-- Directive A --
From the records, reproduce word for word the lines starting at the one containing "Would you please place a dot on the sky" and ending at the one containing "point(6, 289)".

-- Excerpt provided --

=======

Edited on Mon Aug-31-09 06:57 AM by Ghost Dog
Japanese industrial production has fallen a long way (although has rebounded a little) and unemployment is high.

The initial estimate of Japan’s Industrial Production showed that output added 1.9% in July from the previous month, more than economists expected but the least in four months. In annual terms, the pace of decline moderated to -22.9%, the slowest rate of contraction since December 2008. Output has rebounded over recent months firms replenished inventories that were depleted after sagging overseas demand for Japanese cars and electronics prompted sharp cuts in production as the global crisis reached a boiling point last year. Indeed, the Nomura/JMMA PMI gauge printed at 53.6 in August, showing that the manufacturing sector expanded for the second consecutive month. However, a sustainable upturn will have to come with growth in underlying demand, which is arguably destined to remain sluggish for some time.

/.. http://www.dailyfx.com/story/market_alerts/fundamental_alert/Japan_s_Industrial_Production_Tops_Expectations__1251678025844.html


Democratic Party of Japan leader Yukio Hatoyama, fresh from a sweeping election victory, may have limited options to address record unemployment and deflation that threaten the nation’s economic recovery.

The DPJ won power for the first time yesterday on a pledge to support households battered by two decades of economic stagnation. Hatoyama has also said he’ll avoid more bond sales, so new spending will depend on his success in shrinking the bureaucracy and public works programs, which formed the core of the former Liberal Democratic Party government’s stimulus effort.

=======

-- Data for processing --
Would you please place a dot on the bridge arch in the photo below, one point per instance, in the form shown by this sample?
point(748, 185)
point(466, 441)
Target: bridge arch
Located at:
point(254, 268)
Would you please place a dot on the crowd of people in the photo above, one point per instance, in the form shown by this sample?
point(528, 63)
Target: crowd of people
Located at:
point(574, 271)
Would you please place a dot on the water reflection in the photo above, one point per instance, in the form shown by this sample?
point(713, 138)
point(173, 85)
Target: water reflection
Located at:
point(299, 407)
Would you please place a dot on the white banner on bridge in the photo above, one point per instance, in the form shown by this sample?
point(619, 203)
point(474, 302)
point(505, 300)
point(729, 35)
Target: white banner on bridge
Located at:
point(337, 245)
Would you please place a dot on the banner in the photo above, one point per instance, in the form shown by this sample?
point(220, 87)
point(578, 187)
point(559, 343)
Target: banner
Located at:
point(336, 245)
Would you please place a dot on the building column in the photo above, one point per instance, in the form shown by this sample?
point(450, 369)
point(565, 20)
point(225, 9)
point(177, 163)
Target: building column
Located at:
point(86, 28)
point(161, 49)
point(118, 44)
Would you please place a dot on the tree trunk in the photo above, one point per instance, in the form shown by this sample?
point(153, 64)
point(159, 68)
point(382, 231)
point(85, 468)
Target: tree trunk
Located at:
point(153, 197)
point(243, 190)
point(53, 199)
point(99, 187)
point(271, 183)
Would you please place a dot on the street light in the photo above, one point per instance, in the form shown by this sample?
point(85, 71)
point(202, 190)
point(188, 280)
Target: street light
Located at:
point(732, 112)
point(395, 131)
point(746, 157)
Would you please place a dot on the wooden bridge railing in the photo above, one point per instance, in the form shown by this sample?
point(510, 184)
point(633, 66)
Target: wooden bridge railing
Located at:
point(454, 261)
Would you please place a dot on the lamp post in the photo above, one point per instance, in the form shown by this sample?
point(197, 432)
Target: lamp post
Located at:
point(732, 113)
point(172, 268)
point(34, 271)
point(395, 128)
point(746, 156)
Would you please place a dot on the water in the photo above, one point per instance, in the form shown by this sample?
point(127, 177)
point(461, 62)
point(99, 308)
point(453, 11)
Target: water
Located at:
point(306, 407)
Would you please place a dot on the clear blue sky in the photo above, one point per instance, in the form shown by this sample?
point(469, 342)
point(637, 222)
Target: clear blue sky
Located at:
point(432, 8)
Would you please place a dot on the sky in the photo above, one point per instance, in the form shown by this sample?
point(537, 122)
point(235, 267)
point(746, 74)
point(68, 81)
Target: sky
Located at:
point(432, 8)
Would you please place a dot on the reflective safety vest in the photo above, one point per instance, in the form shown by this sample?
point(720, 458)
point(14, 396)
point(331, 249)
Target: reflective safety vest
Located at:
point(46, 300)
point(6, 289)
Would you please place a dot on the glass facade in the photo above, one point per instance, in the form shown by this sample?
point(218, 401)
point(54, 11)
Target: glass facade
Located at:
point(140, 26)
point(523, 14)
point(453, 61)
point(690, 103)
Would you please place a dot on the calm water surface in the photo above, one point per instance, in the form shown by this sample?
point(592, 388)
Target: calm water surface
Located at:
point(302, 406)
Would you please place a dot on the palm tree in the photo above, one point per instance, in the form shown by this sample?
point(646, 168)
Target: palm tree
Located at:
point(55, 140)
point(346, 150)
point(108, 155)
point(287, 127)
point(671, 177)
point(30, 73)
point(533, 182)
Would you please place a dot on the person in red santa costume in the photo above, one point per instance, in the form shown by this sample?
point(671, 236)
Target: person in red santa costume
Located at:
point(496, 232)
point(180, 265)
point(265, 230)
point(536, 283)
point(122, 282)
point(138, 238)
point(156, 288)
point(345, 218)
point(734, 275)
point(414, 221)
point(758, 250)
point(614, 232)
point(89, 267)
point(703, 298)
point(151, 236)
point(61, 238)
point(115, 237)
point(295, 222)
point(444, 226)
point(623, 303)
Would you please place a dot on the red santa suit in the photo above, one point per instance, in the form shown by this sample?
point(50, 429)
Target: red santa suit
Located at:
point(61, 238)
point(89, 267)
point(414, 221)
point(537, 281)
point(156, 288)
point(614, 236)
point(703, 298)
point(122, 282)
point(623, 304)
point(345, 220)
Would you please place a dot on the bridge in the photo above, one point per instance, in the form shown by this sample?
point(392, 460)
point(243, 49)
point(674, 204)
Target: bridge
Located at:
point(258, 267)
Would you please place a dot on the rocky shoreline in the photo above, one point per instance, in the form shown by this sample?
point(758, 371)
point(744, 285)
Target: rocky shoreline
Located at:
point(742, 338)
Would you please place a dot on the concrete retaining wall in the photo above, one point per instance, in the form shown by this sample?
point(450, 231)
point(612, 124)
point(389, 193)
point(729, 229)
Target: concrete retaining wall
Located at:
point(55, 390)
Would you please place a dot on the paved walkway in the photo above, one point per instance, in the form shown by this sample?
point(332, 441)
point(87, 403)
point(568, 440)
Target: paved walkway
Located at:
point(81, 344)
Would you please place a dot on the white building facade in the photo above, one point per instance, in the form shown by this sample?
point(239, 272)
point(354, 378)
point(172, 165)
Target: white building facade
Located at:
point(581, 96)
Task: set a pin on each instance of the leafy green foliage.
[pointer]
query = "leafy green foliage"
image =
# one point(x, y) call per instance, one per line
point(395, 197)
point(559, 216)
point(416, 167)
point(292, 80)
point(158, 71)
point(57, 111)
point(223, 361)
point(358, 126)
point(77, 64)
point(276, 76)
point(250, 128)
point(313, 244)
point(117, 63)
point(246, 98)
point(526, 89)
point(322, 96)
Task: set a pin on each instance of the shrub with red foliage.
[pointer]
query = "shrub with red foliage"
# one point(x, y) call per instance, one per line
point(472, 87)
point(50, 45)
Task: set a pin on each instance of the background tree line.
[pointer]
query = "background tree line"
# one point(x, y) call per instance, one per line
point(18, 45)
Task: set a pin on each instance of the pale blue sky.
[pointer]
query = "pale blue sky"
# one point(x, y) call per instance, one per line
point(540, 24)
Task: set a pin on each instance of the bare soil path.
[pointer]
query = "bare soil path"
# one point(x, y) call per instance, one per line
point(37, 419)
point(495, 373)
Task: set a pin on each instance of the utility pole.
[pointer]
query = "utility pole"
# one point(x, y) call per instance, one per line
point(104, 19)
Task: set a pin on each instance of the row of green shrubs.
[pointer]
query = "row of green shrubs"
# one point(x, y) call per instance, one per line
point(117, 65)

=======

-- Directive B --
Pick up the text on Japan's economy and the new DPJ government where it stops, and keep writing it.

-- Written response A --
Would you please place a dot on the sky in the photo above, one point per instance, in the form shown by this sample?
point(537, 122)
point(235, 267)
point(746, 74)
point(68, 81)
Target: sky
Located at:
point(432, 8)
Would you please place a dot on the reflective safety vest in the photo above, one point per instance, in the form shown by this sample?
point(720, 458)
point(14, 396)
point(331, 249)
Target: reflective safety vest
Located at:
point(46, 300)
point(6, 289)

-- Written response B --
The expansion that began last quarter may already be in danger: the jobless rate rose to a record 5.7 percent in July, household spending dropped the most in five months and a report today showed factory output growth slowed. That leaves Japan “more dependent on exports that it’s ever been,” said Hugh Patrick, a professor at Columbia University in New York.

/... http://www.bloomberg.com/apps/news?pid=20601080&sid=ajHjfZIoKeVM


(WSWS) The Democrats' plan to give families 26,000 yen ($275) a month per child through junior high is meant to ease parenting costs and encourage more women have babies. Japan's population of 127.6 million peaked in 2006, and is expected to fall below 100 million by the middle of the century. The Democrats are also proposing toll-free highways, free high schools, income support for farmers, monthly allowances for job seekers in training, a higher minimum wage and tax cuts. The estimated bill comes to 16.8 trillion yen ($179 billion) if fully implemented starting in fiscal year 2013 — and critics say that will only further bloat Japan's already massive public debt.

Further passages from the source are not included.